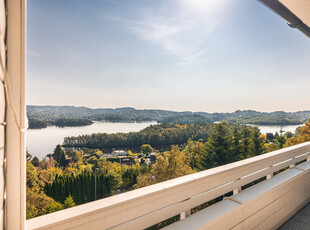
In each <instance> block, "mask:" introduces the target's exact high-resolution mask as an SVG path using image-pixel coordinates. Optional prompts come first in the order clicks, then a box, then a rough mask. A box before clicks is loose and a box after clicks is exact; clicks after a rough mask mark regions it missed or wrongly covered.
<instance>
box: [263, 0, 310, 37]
mask: <svg viewBox="0 0 310 230" xmlns="http://www.w3.org/2000/svg"><path fill="white" fill-rule="evenodd" d="M259 1H260V2H262V3H263V4H265V5H266V6H267V7H269V8H270V9H271V10H273V11H274V12H276V13H277V14H278V15H280V16H281V17H282V18H283V19H285V20H286V21H287V22H288V24H289V26H291V27H292V28H296V29H298V30H300V31H301V32H303V33H304V34H305V35H306V36H308V37H310V1H309V0H259Z"/></svg>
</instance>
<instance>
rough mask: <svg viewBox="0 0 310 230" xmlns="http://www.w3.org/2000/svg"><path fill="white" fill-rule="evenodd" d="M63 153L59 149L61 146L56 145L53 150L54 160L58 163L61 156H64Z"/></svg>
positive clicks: (60, 148) (63, 151)
mask: <svg viewBox="0 0 310 230" xmlns="http://www.w3.org/2000/svg"><path fill="white" fill-rule="evenodd" d="M64 153H65V151H64V150H63V149H62V148H61V145H57V146H56V148H55V149H54V159H55V160H56V161H57V162H58V163H60V159H61V157H62V155H64Z"/></svg>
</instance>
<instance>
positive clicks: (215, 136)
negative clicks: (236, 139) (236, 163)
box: [200, 122, 233, 169]
mask: <svg viewBox="0 0 310 230" xmlns="http://www.w3.org/2000/svg"><path fill="white" fill-rule="evenodd" d="M232 161H233V156H232V138H231V132H230V129H229V128H228V125H227V123H224V122H220V123H218V124H216V125H215V127H214V132H213V133H212V134H211V136H210V138H209V140H208V142H207V143H206V152H205V153H204V154H203V155H202V156H201V162H200V164H201V166H202V167H203V168H204V169H207V168H212V167H216V166H218V165H223V164H227V163H230V162H232Z"/></svg>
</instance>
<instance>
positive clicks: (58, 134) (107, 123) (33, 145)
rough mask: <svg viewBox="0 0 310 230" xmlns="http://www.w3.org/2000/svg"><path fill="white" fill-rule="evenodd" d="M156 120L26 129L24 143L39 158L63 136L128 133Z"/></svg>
mask: <svg viewBox="0 0 310 230" xmlns="http://www.w3.org/2000/svg"><path fill="white" fill-rule="evenodd" d="M155 124H157V122H155V121H153V122H136V123H134V122H132V123H121V122H94V123H93V124H92V125H88V126H79V127H63V128H60V127H55V126H50V127H47V128H44V129H28V130H27V132H26V144H27V149H28V152H29V153H30V154H31V155H32V156H33V157H34V156H36V157H38V158H39V159H41V158H42V157H44V156H46V154H48V153H52V152H53V151H54V149H55V146H56V145H58V144H62V143H63V140H64V137H68V136H79V135H85V134H93V133H119V132H123V133H129V132H137V131H140V130H142V129H144V128H146V127H148V126H150V125H155Z"/></svg>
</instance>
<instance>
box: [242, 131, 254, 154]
mask: <svg viewBox="0 0 310 230" xmlns="http://www.w3.org/2000/svg"><path fill="white" fill-rule="evenodd" d="M252 156H254V145H253V139H252V135H251V131H250V129H249V128H248V127H246V126H245V127H244V128H243V129H242V131H241V155H240V157H241V159H245V158H248V157H252Z"/></svg>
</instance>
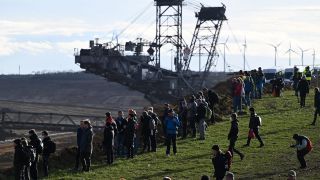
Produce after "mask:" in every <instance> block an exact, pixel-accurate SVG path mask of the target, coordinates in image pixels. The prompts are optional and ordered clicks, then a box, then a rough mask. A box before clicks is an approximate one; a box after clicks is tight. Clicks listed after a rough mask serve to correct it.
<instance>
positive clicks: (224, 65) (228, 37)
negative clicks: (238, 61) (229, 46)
mask: <svg viewBox="0 0 320 180" xmlns="http://www.w3.org/2000/svg"><path fill="white" fill-rule="evenodd" d="M228 40H229V36H228V37H227V39H226V41H225V42H224V43H220V44H222V45H223V72H226V48H227V49H228V50H229V47H228V46H227V42H228Z"/></svg>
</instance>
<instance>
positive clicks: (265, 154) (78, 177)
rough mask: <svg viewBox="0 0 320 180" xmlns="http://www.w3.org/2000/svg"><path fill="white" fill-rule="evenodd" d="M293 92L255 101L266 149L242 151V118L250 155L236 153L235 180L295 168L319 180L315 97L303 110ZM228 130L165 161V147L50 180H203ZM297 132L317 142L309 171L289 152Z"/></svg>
mask: <svg viewBox="0 0 320 180" xmlns="http://www.w3.org/2000/svg"><path fill="white" fill-rule="evenodd" d="M292 94H293V93H292V92H285V94H284V97H280V98H274V97H270V96H268V95H266V96H265V97H264V99H262V100H257V101H255V102H254V107H255V108H256V109H257V113H258V114H259V115H260V116H261V117H262V120H263V127H262V128H261V137H262V138H263V140H264V141H265V147H263V148H259V147H258V146H259V142H258V141H257V140H256V139H254V140H253V141H252V143H251V146H250V147H243V145H244V144H245V143H246V138H247V133H248V121H249V118H248V116H241V117H240V118H239V120H240V136H239V140H238V142H237V145H236V147H237V148H238V149H239V150H240V151H241V152H243V153H244V154H245V159H244V160H243V161H241V160H240V158H239V156H237V155H236V154H235V157H234V159H233V164H232V169H231V171H232V172H234V173H235V175H236V179H285V176H286V174H287V172H288V171H289V170H290V169H295V170H296V171H297V174H298V179H319V178H320V168H319V166H320V150H319V142H320V138H319V132H320V131H319V126H320V125H319V124H320V122H319V123H318V124H317V125H316V126H315V127H314V126H310V125H309V124H310V123H311V121H312V118H313V95H312V94H311V95H309V96H308V97H307V103H306V105H307V107H306V108H303V109H300V108H299V104H298V103H297V99H296V98H295V96H292ZM229 128H230V122H227V121H226V122H221V123H218V124H216V125H213V126H210V127H209V128H208V131H207V138H206V140H205V141H198V140H194V139H191V138H189V139H186V140H179V141H178V143H177V147H178V154H177V155H176V156H170V157H166V156H165V147H161V148H159V149H158V152H157V153H147V154H143V155H139V156H137V157H135V158H134V159H132V160H126V159H117V160H116V161H115V164H114V165H112V166H107V165H106V164H104V163H101V162H93V167H92V171H91V172H89V173H71V172H69V171H67V170H56V171H54V172H51V175H50V177H49V179H97V180H98V179H119V178H120V177H124V178H126V179H161V178H162V177H163V176H167V175H168V176H170V177H173V178H174V179H200V177H201V176H202V175H203V174H207V175H211V174H212V171H213V170H212V169H213V167H212V164H211V146H212V145H213V144H219V145H220V146H221V147H222V148H223V149H224V150H225V149H227V147H228V140H227V134H228V130H229ZM294 133H299V134H303V135H306V136H308V137H310V138H311V140H312V141H313V144H314V150H313V151H312V152H311V153H309V154H308V155H307V156H306V160H307V163H308V166H309V168H308V169H306V170H299V169H298V167H299V162H298V160H297V158H296V151H295V149H293V148H289V145H290V144H292V143H294V141H293V139H292V135H293V134H294ZM70 163H71V164H73V163H74V162H70Z"/></svg>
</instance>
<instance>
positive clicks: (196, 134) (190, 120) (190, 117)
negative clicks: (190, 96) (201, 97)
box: [187, 96, 198, 138]
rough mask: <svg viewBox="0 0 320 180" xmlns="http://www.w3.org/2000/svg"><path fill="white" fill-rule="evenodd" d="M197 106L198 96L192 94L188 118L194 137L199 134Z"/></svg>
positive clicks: (188, 109)
mask: <svg viewBox="0 0 320 180" xmlns="http://www.w3.org/2000/svg"><path fill="white" fill-rule="evenodd" d="M197 106H198V104H197V103H196V97H195V96H191V98H190V101H189V104H188V112H187V118H188V121H189V125H190V129H191V133H192V137H193V138H195V137H196V136H197V130H196V118H197Z"/></svg>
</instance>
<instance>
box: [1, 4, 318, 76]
mask: <svg viewBox="0 0 320 180" xmlns="http://www.w3.org/2000/svg"><path fill="white" fill-rule="evenodd" d="M195 2H196V4H198V3H199V1H198V0H196V1H195ZM201 2H202V3H203V4H205V5H210V6H221V4H220V2H212V1H209V0H202V1H201ZM221 2H222V3H224V4H225V5H226V8H227V11H226V16H227V18H228V21H227V22H225V23H224V24H223V26H222V30H221V34H220V39H219V43H223V42H225V41H226V40H227V39H228V42H227V45H228V49H227V50H226V62H227V71H238V70H240V69H243V44H244V42H245V40H246V43H247V50H246V60H247V61H246V64H245V67H246V69H254V68H258V67H260V66H261V67H263V68H266V69H267V68H272V67H274V48H273V47H272V46H270V45H269V44H279V43H281V45H280V46H279V48H278V57H277V65H278V66H282V67H287V66H288V63H289V60H288V55H289V54H288V53H286V52H287V50H288V49H289V48H290V44H291V48H292V50H294V51H295V52H296V53H294V52H292V54H291V55H292V57H291V61H292V67H293V65H300V64H301V63H302V62H301V51H300V50H299V47H301V48H302V50H307V51H305V52H304V64H307V65H311V66H312V65H313V50H315V64H316V65H317V66H319V65H320V60H319V58H318V56H317V53H318V51H320V44H319V43H318V42H319V41H320V32H319V31H318V29H319V27H320V26H319V19H320V2H319V1H316V0H307V1H303V2H302V1H298V0H282V1H276V0H270V1H267V2H264V1H263V2H262V1H254V2H253V1H250V0H243V1H241V2H239V1H236V0H229V1H227V0H222V1H221ZM185 3H186V6H184V7H183V8H184V9H183V15H184V16H183V30H182V31H183V37H184V39H185V40H186V42H187V43H188V44H189V43H190V41H191V37H192V33H193V31H194V26H195V24H196V18H195V17H194V12H195V11H197V9H196V8H195V7H194V5H192V3H191V2H190V1H189V0H185ZM17 4H19V6H17ZM89 4H90V5H89ZM193 4H194V1H193ZM75 7H76V8H75ZM56 10H58V12H57V11H56ZM12 12H15V13H12ZM102 12H103V13H102ZM123 12H126V13H123ZM141 12H144V13H141ZM140 13H141V14H142V15H141V17H140V18H138V20H137V21H133V20H134V18H135V17H136V16H137V15H139V14H140ZM155 16H156V15H155V7H154V6H153V0H140V1H139V3H135V2H133V1H128V2H124V1H119V2H106V1H99V0H93V1H90V3H88V2H87V1H75V0H70V1H61V0H57V1H54V2H53V1H52V2H51V1H39V0H35V1H34V0H33V1H31V0H26V1H19V0H4V2H3V3H2V6H1V7H0V25H1V27H2V28H1V29H0V74H14V73H19V66H20V73H21V74H31V73H32V72H37V71H65V70H73V71H79V70H81V69H80V67H79V66H78V65H76V64H74V57H73V53H74V48H79V49H81V48H88V47H89V40H91V39H94V38H96V37H99V38H100V39H101V41H103V42H108V41H110V40H111V39H112V38H113V39H114V37H115V36H117V35H118V34H121V35H120V37H119V42H121V43H125V42H126V41H130V40H131V41H134V40H135V39H136V38H137V37H143V38H144V39H147V40H150V41H152V40H153V39H154V37H155ZM132 22H134V23H133V24H130V23H132ZM170 48H171V46H170V45H169V46H165V47H164V48H163V51H162V52H163V55H162V57H163V59H162V65H163V68H166V69H170V66H171V60H170V59H171V57H170V52H169V49H170ZM217 52H218V53H219V54H220V56H219V58H218V61H217V64H216V66H215V67H213V68H212V70H213V71H216V70H217V71H223V60H222V56H223V47H222V46H221V45H218V46H217ZM203 64H204V63H202V64H201V67H200V69H203ZM191 69H192V70H198V69H199V61H198V60H197V58H194V59H193V61H192V63H191Z"/></svg>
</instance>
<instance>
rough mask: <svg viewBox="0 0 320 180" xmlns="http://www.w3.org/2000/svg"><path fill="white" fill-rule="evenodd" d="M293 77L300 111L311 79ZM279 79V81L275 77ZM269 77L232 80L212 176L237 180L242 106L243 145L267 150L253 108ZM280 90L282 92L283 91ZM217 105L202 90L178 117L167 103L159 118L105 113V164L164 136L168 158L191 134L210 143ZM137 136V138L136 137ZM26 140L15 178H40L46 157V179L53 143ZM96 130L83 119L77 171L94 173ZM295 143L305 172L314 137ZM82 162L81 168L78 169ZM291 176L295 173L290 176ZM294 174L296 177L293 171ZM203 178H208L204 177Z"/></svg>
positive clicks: (253, 77) (53, 146)
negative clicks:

> _EXERCISE DIRECTIONS_: In the answer, include exactly the lines from the top of the entries through the line containing "negative clicks: (236, 139) (236, 163)", and nothing else, not even the pictures.

> _SOLUTION TO THE EXERCISE_:
In each <instance> block, "mask:" introduces the target's exact high-resolution mask as an SVG path using image-pixel coordinates. Optional prompts come first in the order clicks, then a box, then a rough mask. A box before clicks is loose and a box after clicks is exact; clicks after a rough mask mark regions it missed or wrongly covered.
<instance>
box: [263, 0, 310, 37]
mask: <svg viewBox="0 0 310 230" xmlns="http://www.w3.org/2000/svg"><path fill="white" fill-rule="evenodd" d="M259 1H260V2H262V3H263V4H265V5H266V6H267V7H269V8H270V9H271V10H273V11H274V12H276V13H277V14H278V15H280V16H281V17H282V18H283V19H285V20H286V21H287V22H288V24H289V26H291V27H292V28H296V29H298V30H300V31H301V32H303V33H304V34H305V35H306V36H308V37H310V1H309V0H259Z"/></svg>
</instance>
<instance>
rough mask: <svg viewBox="0 0 310 230" xmlns="http://www.w3.org/2000/svg"><path fill="white" fill-rule="evenodd" d="M63 153L59 149L61 146L56 145L53 150L54 160L58 163L61 156H64Z"/></svg>
positive clicks: (60, 148) (63, 151)
mask: <svg viewBox="0 0 310 230" xmlns="http://www.w3.org/2000/svg"><path fill="white" fill-rule="evenodd" d="M64 153H65V151H64V150H63V149H62V148H61V145H57V146H56V148H55V149H54V159H55V160H56V161H57V162H58V163H60V159H61V157H62V155H64Z"/></svg>
</instance>
<instance>
positive clicks: (215, 136)
negative clicks: (236, 139) (236, 163)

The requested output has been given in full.